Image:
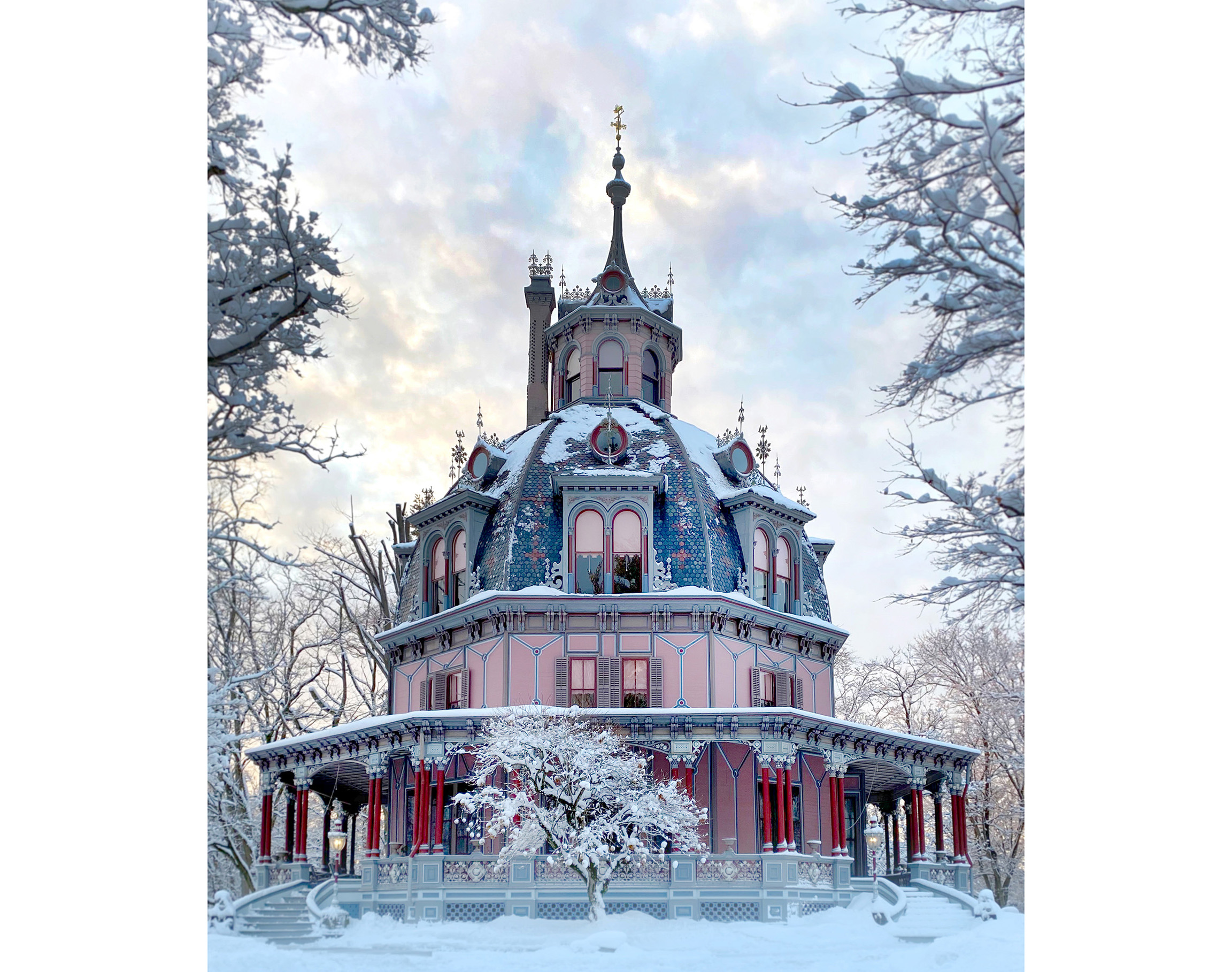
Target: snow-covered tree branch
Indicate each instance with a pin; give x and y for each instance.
(946, 216)
(574, 785)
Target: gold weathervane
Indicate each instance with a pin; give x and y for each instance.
(618, 125)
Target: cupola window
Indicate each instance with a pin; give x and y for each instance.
·····
# [What is being asked]
Please update the part of the records that opens with the line containing "Target: gold weathervane" and closes at the end of the records: replace "pin" with "marker" and write out only that part, with nothing else changed.

# [Expected output]
Target: gold weathervane
Indicate each instance with a marker; give x and y for each instance.
(618, 125)
Target: cupola window
Indicate each instance with a marker; give x and y for each instance.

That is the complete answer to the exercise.